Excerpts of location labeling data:
----

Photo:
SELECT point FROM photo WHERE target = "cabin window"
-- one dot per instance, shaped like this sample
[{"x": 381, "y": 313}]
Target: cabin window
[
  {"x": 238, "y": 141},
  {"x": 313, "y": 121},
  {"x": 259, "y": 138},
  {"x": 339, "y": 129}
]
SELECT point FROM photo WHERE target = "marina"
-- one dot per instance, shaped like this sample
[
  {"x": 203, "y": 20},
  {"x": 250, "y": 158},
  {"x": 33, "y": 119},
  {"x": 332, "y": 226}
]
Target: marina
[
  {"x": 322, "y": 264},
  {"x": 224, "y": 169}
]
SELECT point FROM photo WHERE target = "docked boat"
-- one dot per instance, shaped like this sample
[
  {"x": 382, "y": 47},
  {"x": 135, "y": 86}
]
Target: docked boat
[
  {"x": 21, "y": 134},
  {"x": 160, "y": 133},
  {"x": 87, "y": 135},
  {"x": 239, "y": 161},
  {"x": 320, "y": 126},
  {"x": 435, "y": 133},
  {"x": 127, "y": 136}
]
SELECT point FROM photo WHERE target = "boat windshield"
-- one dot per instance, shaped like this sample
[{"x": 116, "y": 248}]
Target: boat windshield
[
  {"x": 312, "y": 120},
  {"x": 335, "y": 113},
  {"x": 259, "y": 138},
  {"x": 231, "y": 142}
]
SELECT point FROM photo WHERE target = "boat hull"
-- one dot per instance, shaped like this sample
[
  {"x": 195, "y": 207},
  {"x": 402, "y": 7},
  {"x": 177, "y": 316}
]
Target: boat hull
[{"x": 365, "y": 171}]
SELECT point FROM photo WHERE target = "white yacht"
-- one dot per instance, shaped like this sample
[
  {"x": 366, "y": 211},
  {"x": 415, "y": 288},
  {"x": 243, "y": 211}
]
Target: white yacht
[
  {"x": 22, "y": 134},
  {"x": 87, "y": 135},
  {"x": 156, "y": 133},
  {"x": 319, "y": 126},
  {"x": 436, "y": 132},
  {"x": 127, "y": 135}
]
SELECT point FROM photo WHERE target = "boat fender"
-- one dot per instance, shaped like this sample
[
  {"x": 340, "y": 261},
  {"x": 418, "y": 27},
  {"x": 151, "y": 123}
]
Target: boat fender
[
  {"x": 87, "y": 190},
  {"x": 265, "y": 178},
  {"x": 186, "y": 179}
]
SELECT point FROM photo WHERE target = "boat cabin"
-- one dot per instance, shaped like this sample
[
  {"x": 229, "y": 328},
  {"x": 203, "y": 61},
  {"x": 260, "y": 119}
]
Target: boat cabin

----

▸ EXERCISE
Copy all of the data exactly.

▸ SOLUTION
Photo:
SELECT point FROM photo WHERE target = "cabin window"
-- one dot per instance, shaped like this sample
[{"x": 381, "y": 313}]
Target: cabin window
[
  {"x": 238, "y": 141},
  {"x": 313, "y": 121},
  {"x": 259, "y": 138},
  {"x": 339, "y": 129}
]
SELECT point FROM photo WHERE target = "marina"
-- one dot per instance, shaped like this sample
[
  {"x": 203, "y": 20},
  {"x": 250, "y": 158},
  {"x": 33, "y": 119},
  {"x": 332, "y": 226}
]
Target: marina
[
  {"x": 322, "y": 264},
  {"x": 224, "y": 169}
]
SELECT point FROM photo WHERE target = "docked boat"
-- one dot per instance, shaped like this sample
[
  {"x": 382, "y": 47},
  {"x": 135, "y": 86}
]
Target: docked boat
[
  {"x": 21, "y": 134},
  {"x": 160, "y": 133},
  {"x": 87, "y": 135},
  {"x": 239, "y": 161},
  {"x": 320, "y": 126},
  {"x": 435, "y": 133},
  {"x": 127, "y": 136}
]
SELECT point FROM photo WHERE target = "boat windshield"
-- one dot per instance, shaped like this sample
[{"x": 116, "y": 248}]
Target: boat windshield
[
  {"x": 312, "y": 120},
  {"x": 335, "y": 113},
  {"x": 259, "y": 138},
  {"x": 231, "y": 142}
]
SELECT point FROM photo WHERE target = "boat hull"
-- one dot per instance, shaped like this sample
[
  {"x": 195, "y": 207},
  {"x": 402, "y": 7},
  {"x": 177, "y": 316}
]
Target: boat hull
[{"x": 365, "y": 171}]
SELECT point FROM photo WHERE target = "white yacht"
-- one dot per instance, shaped like this sample
[
  {"x": 366, "y": 211},
  {"x": 415, "y": 288},
  {"x": 243, "y": 211}
]
Target: white yacht
[
  {"x": 22, "y": 134},
  {"x": 87, "y": 135},
  {"x": 156, "y": 133},
  {"x": 319, "y": 126},
  {"x": 436, "y": 132},
  {"x": 127, "y": 135}
]
SELECT point FROM photo WHERE target = "boat fender"
-- one dot per instance, shaped like this sample
[
  {"x": 340, "y": 261},
  {"x": 418, "y": 27},
  {"x": 151, "y": 123}
]
Target: boat fender
[
  {"x": 87, "y": 190},
  {"x": 265, "y": 178},
  {"x": 186, "y": 179}
]
SELECT point FROM photo WHERE target = "boat cabin"
-- one dot per instance, shaped like this sample
[
  {"x": 229, "y": 328},
  {"x": 203, "y": 61},
  {"x": 260, "y": 119}
]
Target: boat cabin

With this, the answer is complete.